--- START TEXT BLOCK ---
Red Art from the Revolutionary Period Between 1949 and 1978

Subjects of works from the Revolutionary Period Between 1949 and 1978 include CPC founders, such as Li Dazhao, Mao Zedong, Zhu De and Zhou Enlai, war heroes and heroines, and ordinary Chinese who fought for freedom and democracy in the first half of the 20th century. Portrayals of revolutionary figures are often larger than life and look like gods instead of humans. They are rendered with exaggerated bright red tones to express their enthusiasm for revolution and hopes for a better society. [Source: Zhu Linyong, China Daily July 2, 2011]

Some artists were forced to change the original versions of their works for political reasons. In 1953, master oil painter Dong Xiwen (1932-1973) created a grand work depicting the moment when Mao Zedong declared the founding of the People's Republic on Oct 1, 1949, on the Tian'anmen Rostrum. He was told to erase former Chinese leader Gao Gang from the painting in 1954 and to take out former Chinese leader Liu Shaoqi from the work in 1972, during the Cultural Revolution (1966-1976). The work regained its original look only in 1979 when CPC leaders led Chinese people into a new era of opening-up and reform, and began taking a more liberal and tolerant approach to artistic creations.

"These red art classics have become an integral part of our history and are sources of strength and inspiration for people today," says Wang Yanni, daughter of master painter Wang Shikuo (1911-1973). In her view, the older generations of artists, including her father, "were expressing in their works their heartfelt appreciation and admiration of the New China led by the CPC".

To create the critically acclaimed Blood Stained Clothes - a huge pencil drawing that depicts a scene during the land reform process in the 1940s - her father made countless field research trips to rural areas. He produced 370,000 sketches of peasants from 1950 to 1953. The hardworking artist died of a heart attack when doing a sketch of a peasant in 1973, in Gongxian county, Henan province. The sketch was for an oil version of his masterpiece Blood Stained Clothes, commissioned in 1972 by the National Museum of Chinese Revolutionary History (now known as the National Museum of China).
--- END TEXT BLOCK ---
--- START DATA LINES ---
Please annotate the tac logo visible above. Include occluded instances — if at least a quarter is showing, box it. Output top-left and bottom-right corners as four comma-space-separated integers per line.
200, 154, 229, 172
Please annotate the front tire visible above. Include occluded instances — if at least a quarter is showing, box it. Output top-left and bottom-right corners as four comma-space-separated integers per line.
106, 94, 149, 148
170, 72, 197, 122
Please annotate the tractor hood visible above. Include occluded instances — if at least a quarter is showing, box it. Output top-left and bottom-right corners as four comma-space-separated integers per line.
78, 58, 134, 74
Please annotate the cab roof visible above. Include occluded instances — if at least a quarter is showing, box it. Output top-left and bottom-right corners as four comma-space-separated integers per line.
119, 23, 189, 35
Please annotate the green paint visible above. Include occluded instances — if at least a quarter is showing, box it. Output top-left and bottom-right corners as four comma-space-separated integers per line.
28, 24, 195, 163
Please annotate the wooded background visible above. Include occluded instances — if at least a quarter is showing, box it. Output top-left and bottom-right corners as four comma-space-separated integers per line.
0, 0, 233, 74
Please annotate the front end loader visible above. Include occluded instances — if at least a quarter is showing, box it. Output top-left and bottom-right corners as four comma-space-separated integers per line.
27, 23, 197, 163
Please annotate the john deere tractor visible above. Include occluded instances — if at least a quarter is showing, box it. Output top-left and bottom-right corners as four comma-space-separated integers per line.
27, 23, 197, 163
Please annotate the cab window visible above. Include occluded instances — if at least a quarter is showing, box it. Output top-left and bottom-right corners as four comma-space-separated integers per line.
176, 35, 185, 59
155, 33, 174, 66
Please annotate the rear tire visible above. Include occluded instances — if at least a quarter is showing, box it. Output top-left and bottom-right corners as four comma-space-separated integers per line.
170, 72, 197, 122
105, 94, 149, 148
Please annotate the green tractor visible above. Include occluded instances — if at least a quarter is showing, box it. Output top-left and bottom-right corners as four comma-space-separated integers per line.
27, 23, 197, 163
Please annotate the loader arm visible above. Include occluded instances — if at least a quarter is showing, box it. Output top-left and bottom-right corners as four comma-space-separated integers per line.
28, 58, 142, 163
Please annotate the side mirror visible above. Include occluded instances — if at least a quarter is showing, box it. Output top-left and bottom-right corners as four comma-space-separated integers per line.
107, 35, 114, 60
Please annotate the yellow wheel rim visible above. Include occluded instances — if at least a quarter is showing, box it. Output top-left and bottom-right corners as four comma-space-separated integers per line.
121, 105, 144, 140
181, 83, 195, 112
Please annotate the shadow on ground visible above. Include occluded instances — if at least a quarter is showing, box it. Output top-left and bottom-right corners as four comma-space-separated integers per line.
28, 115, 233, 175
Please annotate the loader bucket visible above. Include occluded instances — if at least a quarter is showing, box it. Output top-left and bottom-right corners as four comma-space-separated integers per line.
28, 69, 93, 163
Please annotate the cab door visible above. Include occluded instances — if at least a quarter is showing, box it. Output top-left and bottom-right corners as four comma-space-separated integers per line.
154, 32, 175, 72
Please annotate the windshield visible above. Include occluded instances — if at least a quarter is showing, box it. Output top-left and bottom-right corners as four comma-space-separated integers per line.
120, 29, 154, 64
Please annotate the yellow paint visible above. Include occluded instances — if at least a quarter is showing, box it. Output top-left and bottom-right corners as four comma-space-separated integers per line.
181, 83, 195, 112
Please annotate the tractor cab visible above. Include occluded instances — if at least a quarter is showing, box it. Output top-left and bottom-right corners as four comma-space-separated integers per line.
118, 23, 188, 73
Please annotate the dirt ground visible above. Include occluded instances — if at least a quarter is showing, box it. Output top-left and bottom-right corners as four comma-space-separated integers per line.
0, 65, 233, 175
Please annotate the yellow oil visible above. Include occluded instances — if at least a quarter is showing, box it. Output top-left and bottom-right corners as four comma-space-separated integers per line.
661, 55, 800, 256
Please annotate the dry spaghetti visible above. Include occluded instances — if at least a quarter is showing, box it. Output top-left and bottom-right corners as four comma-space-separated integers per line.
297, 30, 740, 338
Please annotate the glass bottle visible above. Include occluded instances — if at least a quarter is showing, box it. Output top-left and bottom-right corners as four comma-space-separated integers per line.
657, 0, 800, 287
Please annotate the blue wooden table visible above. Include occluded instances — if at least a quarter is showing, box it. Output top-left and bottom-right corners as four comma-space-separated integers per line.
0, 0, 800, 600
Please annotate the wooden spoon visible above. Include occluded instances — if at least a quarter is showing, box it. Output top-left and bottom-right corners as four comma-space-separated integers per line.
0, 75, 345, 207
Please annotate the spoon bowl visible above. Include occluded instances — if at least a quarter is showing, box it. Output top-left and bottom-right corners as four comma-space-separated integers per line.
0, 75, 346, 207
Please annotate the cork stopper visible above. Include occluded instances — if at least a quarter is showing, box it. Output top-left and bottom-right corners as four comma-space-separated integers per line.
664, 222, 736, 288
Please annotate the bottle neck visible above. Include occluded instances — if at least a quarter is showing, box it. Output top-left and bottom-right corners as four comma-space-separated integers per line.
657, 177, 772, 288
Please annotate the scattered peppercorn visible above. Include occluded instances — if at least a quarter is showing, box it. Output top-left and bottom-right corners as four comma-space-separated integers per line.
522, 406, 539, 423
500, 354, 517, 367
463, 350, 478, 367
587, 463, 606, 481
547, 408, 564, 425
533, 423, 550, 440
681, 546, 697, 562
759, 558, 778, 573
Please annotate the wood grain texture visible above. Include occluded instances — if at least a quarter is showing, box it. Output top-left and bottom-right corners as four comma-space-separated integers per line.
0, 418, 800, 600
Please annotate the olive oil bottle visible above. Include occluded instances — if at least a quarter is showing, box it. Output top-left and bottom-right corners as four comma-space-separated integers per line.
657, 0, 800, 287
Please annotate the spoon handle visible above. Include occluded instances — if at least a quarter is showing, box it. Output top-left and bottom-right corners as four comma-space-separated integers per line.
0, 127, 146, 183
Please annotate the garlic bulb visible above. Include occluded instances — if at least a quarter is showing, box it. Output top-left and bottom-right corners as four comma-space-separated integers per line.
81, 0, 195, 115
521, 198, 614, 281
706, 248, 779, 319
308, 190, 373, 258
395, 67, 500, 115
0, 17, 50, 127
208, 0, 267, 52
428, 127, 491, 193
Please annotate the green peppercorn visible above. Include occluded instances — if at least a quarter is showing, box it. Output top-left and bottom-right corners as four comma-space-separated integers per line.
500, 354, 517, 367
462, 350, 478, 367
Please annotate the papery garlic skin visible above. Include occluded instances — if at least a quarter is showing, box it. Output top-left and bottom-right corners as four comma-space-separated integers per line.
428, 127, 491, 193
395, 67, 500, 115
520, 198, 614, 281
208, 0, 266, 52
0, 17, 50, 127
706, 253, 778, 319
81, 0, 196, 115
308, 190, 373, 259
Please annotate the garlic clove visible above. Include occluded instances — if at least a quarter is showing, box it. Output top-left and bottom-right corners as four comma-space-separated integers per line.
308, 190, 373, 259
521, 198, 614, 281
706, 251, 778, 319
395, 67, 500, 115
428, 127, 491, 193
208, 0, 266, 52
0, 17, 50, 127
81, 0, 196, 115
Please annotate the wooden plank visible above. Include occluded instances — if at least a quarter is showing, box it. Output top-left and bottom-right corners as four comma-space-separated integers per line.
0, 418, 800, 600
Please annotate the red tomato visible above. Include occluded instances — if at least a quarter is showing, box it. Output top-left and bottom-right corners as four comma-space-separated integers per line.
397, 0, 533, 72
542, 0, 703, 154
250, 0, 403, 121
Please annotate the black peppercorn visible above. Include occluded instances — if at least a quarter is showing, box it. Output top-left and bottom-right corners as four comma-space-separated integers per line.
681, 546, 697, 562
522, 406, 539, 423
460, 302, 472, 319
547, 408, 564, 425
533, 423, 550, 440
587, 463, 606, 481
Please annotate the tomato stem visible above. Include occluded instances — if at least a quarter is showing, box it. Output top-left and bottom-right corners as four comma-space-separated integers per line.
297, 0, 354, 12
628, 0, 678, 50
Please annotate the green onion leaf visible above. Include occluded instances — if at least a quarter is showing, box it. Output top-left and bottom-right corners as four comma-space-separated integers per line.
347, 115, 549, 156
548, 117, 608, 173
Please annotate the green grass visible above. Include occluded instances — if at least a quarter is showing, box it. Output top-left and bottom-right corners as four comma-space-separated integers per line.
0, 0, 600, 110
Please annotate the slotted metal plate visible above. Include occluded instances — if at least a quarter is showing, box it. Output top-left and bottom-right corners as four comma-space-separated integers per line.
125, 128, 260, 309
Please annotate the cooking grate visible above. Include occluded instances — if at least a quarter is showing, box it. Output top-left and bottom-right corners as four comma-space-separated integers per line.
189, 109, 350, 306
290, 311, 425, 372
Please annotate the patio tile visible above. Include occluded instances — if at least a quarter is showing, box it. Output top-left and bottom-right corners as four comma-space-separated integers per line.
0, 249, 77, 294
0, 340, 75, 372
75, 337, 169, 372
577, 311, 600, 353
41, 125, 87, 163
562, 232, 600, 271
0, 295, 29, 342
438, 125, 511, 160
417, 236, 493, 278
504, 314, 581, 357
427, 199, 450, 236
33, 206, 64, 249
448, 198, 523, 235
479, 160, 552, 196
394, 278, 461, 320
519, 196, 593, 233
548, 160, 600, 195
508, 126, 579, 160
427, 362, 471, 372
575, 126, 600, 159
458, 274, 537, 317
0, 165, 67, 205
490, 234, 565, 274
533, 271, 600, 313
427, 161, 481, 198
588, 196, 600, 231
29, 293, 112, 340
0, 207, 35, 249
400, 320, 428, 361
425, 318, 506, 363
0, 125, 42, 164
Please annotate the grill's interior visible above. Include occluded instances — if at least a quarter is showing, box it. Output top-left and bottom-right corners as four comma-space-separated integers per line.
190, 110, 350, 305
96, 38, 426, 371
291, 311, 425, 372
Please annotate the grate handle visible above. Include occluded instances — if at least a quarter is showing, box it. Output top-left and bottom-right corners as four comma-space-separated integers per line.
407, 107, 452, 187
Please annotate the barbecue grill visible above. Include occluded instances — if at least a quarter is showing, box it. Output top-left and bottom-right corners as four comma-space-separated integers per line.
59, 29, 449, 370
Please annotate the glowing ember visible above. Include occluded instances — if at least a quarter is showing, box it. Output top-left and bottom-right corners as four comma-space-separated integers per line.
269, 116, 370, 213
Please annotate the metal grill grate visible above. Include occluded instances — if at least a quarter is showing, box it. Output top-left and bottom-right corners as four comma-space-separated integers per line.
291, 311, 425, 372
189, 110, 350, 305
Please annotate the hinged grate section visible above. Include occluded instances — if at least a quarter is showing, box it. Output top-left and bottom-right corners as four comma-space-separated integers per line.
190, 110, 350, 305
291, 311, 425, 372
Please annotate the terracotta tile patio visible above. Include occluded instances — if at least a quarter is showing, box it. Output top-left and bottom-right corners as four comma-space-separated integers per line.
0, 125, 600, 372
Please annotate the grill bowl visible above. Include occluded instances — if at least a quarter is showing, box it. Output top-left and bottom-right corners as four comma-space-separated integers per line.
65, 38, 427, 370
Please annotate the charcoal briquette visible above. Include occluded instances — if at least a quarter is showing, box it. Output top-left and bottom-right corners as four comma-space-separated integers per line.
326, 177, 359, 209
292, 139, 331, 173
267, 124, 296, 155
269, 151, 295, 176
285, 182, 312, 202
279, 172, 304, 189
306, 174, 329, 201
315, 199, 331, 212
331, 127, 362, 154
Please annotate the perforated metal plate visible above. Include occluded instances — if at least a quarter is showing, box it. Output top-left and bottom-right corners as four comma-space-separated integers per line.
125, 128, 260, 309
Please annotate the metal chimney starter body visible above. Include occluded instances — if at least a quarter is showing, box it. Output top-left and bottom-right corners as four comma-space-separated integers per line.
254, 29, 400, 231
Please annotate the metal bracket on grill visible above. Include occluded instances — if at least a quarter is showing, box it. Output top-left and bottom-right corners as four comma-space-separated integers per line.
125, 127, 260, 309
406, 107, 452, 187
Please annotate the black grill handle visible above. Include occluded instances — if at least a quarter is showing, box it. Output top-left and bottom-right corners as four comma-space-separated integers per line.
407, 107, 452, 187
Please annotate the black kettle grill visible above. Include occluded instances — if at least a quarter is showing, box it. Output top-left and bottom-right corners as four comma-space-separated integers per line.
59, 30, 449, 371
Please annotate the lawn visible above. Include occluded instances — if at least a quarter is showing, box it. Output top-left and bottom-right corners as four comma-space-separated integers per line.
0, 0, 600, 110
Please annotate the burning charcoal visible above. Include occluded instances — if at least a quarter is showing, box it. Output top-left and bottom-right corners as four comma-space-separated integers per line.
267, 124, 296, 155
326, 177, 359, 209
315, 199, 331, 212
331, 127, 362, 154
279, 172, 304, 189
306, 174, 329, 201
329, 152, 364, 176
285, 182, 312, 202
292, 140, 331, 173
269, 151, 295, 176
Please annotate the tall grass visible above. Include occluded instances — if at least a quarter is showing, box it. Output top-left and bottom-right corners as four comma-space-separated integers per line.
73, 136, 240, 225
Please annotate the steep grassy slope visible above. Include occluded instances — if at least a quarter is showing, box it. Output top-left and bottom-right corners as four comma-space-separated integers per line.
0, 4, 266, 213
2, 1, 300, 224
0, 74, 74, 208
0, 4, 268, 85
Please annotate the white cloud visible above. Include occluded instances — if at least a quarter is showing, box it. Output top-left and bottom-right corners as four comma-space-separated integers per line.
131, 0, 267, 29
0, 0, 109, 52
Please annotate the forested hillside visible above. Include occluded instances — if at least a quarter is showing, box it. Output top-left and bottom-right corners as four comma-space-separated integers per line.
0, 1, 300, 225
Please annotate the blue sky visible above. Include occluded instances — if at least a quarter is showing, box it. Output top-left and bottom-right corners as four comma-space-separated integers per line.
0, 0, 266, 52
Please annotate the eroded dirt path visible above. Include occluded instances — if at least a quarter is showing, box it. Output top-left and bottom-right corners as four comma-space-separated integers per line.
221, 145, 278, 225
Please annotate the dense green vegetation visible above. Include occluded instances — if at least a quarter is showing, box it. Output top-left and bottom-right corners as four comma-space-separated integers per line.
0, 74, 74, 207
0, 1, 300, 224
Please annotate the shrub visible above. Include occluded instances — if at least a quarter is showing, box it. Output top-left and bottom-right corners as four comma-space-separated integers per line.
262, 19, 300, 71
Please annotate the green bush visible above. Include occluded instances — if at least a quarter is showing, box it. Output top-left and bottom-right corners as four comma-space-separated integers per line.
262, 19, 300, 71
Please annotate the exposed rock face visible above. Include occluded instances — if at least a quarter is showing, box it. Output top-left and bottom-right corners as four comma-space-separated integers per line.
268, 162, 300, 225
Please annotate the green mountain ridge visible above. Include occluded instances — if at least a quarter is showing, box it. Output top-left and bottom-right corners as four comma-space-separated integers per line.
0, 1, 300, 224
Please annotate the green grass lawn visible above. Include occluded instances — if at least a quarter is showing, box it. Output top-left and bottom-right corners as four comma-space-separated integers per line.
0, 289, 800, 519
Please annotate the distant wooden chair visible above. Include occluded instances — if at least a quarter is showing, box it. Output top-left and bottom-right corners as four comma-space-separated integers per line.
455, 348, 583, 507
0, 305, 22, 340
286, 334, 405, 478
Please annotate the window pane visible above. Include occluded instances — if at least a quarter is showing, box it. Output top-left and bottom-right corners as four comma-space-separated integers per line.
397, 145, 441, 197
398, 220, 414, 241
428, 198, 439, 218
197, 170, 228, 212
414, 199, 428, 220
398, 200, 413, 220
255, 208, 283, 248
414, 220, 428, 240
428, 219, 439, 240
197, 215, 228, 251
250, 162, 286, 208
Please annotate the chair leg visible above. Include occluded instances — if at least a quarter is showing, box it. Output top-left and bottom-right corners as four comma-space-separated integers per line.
--- END DATA LINES ---
__EXERCISE INSTRUCTIONS__.
A - Answer these from the text on revolutionary red art:
(i) Which former leader was Dong Xiwen told to erase from his painting in 1954?
(ii) How many sketches of peasants did Wang Shikuo produce from 1950 to 1953?
(iii) Which institution commissioned the oil version of Blood Stained Clothes in 1972?
B - Decide whether each statement agrees with the text on revolutionary red art, citing the words that settle it:
(i) Dong Xiwen's painting of the founding of the People's Republic regained its original look in 1979.
(ii) Blood Stained Clothes was first made as an oil painting.
(iii) Wang Shikuo died in Gongxian county, Henan province.
C - Translate this sentence from the text on revolutionary red art into Spanish: "Some artists were forced to change the original versions of their works for political reasons."

__RESULTS FOR THE EXERCISE__.
A -
(i) Gao Gang
(ii) 370,000
(iii) The National Museum of Chinese Revolutionary History, now known as the National Museum of China

B -
(i) Yes: "The work regained its original look only in 1979"
(ii) No: "a huge pencil drawing that depicts a scene during the land reform process in the 1940s"
(iii) Yes: "died of a heart attack when doing a sketch of a peasant in 1973, in Gongxian county, Henan province"

C - Algunos artistas se vieron obligados a cambiar las versiones originales de sus obras por razones políticas.